# Görev a:
Kayıtların ilk satırından başlayıp "(285, 578), (358, 598)" ifadesinin geçtiği satırda biten bölümü, "cabinet door" yerine "cupboard door" koyarak yeniden yazın. Geri kalan her şeyi değiştirmeden bırakın.

YÜZYILLIK YALNIZLIK (Gabriel Garcia MARQUEZ)
Masal mı gerçek mi, masalsı bir anlatımla aktarılmış gerçekler mi?
Kalabalık bir aile, ilginç yaşamlar, olağanüstü olaylar... Sıcak, hareketli bir yaşam; samimi, farklı bir hikaye... Gabriel Garcia Marquez “Yüzyıllık Yalnızlık”
“Albay
Aureliano Buendia, yıllar sonra idam mangasının karşısına dikildiğinde, babasının
onu buzu keşfetmeye götürdüğü o çok uzaklarda kalmış ikindi vaktini
anımsayacaktı.”
Hiç düşündünüz mü? Ummadığımız bir anda, ummadığımız bir durum
bizi alıp yıllar öncesine götürüveriyor. Yıllardır aklımıza gelmeyen, varlığını
bile unuttuğumuz olaylar, zihnimizin
karanlık dehlizlerinden birdenbire gün ışığına çıkıveriyor.
*
* * * *
“Çingene, kaba şivesiyle, ‘Eşyanın da canı var,’
diye ilan etti; ‘Bütün iş, ruhlarını uyandırabilmekte.’”
Peki, biz insanlar ne yapıyoruz? Eşyanın ruhunu uyandırabiliyor
muyuz yoksa bırakın eşyanın ruhunu uyandırmayı, insanların ruhunu uyutup onları
yok mu ediyoruz?
*
* * * *
“Ama
sınırsız bilgeliğine, gizemli enginliğine rağmen, onu günlük yaşantının ıvır
zıvırıyla uğraştıran insancıl sıkıntıları, dünya gailesi vardı.”
Dünya meşgalesi, asıl
yapmamız gerekenlere engel mi teşkil ediyor çoğu zaman?
*
* * * *
“Jose
Arcadio'nun o eski içtenliği gitmiş, sırlarını paylaşan, konuşkan biri olmaktan
çıkmış, içine kapanık, kaba bir insan olmuştu. Bütün dünyaya karşı acı bir hınç
besliyor, herkesten kaçıyordu.”

# Sağlanan kayıtlar:
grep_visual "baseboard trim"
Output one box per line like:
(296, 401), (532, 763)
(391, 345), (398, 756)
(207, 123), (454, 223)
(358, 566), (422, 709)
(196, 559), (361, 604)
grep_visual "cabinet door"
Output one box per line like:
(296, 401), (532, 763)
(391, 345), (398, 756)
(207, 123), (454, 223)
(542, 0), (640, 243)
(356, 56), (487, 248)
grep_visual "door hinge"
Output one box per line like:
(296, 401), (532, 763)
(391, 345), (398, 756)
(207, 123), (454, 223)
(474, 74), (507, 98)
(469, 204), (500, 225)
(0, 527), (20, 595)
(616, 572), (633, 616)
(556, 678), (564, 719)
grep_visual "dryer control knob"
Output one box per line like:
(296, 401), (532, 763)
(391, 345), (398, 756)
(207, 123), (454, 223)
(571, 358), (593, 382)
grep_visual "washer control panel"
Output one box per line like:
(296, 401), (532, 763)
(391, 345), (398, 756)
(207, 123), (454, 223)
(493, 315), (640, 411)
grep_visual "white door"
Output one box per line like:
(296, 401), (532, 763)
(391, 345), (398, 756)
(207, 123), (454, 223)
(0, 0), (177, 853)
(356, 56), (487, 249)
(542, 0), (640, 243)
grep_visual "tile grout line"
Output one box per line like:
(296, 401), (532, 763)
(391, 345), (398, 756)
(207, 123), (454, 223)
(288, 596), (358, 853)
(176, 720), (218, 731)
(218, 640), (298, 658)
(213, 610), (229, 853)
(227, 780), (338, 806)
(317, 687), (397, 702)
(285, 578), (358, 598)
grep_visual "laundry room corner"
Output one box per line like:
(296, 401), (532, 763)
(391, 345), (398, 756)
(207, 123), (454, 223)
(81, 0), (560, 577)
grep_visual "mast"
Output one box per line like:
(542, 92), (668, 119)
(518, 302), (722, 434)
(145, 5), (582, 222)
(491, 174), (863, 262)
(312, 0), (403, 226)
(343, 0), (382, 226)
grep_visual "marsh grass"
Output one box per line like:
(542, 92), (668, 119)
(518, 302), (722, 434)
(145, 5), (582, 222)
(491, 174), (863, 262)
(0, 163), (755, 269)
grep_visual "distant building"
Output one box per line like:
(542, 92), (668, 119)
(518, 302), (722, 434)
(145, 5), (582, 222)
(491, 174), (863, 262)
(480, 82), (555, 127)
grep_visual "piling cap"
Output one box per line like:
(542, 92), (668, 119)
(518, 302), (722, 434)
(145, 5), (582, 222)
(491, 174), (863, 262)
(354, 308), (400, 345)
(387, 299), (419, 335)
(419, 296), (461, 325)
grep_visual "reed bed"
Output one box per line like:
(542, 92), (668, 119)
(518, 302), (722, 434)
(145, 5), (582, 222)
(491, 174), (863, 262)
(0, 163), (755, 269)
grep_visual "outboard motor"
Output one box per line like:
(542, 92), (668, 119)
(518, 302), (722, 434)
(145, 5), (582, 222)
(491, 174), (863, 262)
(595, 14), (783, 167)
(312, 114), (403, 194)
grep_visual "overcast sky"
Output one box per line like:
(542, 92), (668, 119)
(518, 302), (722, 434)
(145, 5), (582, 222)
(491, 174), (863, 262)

# Görev b:
Yüzyıllık Yalnızlık üzerine yazılmış metinden "YÜZYILLIK YALNIZLIK (Gabriel" sözleriyle başlayıp "gün ışığına çıkıveriyor." sözleriyle biten kısmı birebir alıntılayın.

# Yanıt a:
grep_visual "baseboard trim"
Output one box per line like:
(296, 401), (532, 763)
(391, 345), (398, 756)
(207, 123), (454, 223)
(358, 566), (422, 709)
(196, 559), (361, 604)
grep_visual "cupboard door"
Output one box per line like:
(296, 401), (532, 763)
(391, 345), (398, 756)
(207, 123), (454, 223)
(542, 0), (640, 243)
(356, 56), (487, 248)
grep_visual "door hinge"
Output one box per line like:
(296, 401), (532, 763)
(391, 345), (398, 756)
(207, 123), (454, 223)
(474, 74), (507, 98)
(469, 204), (500, 225)
(0, 527), (20, 595)
(616, 572), (633, 616)
(556, 678), (564, 719)
grep_visual "dryer control knob"
Output one box per line like:
(296, 401), (532, 763)
(391, 345), (398, 756)
(207, 123), (454, 223)
(571, 358), (593, 382)
grep_visual "washer control panel"
Output one box per line like:
(296, 401), (532, 763)
(391, 345), (398, 756)
(207, 123), (454, 223)
(493, 315), (640, 411)
grep_visual "white door"
Output one box per line like:
(296, 401), (532, 763)
(391, 345), (398, 756)
(207, 123), (454, 223)
(0, 0), (177, 853)
(356, 56), (487, 249)
(542, 0), (640, 243)
grep_visual "tile grout line"
Output one box per line like:
(296, 401), (532, 763)
(391, 345), (398, 756)
(207, 123), (454, 223)
(288, 596), (358, 853)
(176, 720), (218, 731)
(218, 640), (298, 658)
(213, 610), (229, 853)
(227, 780), (338, 806)
(317, 687), (397, 702)
(285, 578), (358, 598)

# Yanıt b:
YÜZYILLIK YALNIZLIK (Gabriel Garcia MARQUEZ)
Masal mı gerçek mi, masalsı bir anlatımla aktarılmış gerçekler mi?
Kalabalık bir aile, ilginç yaşamlar, olağanüstü olaylar... Sıcak, hareketli bir yaşam; samimi, farklı bir hikaye... Gabriel Garcia Marquez “Yüzyıllık Yalnızlık”
“Albay
Aureliano Buendia, yıllar sonra idam mangasının karşısına dikildiğinde, babasının
onu buzu keşfetmeye götürdüğü o çok uzaklarda kalmış ikindi vaktini
anımsayacaktı.”
Hiç düşündünüz mü? Ummadığımız bir anda, ummadığımız bir durum
bizi alıp yıllar öncesine götürüveriyor. Yıllardır aklımıza gelmeyen, varlığını
bile unuttuğumuz olaylar, zihnimizin
karanlık dehlizlerinden birdenbire gün ışığına çıkıveriyor.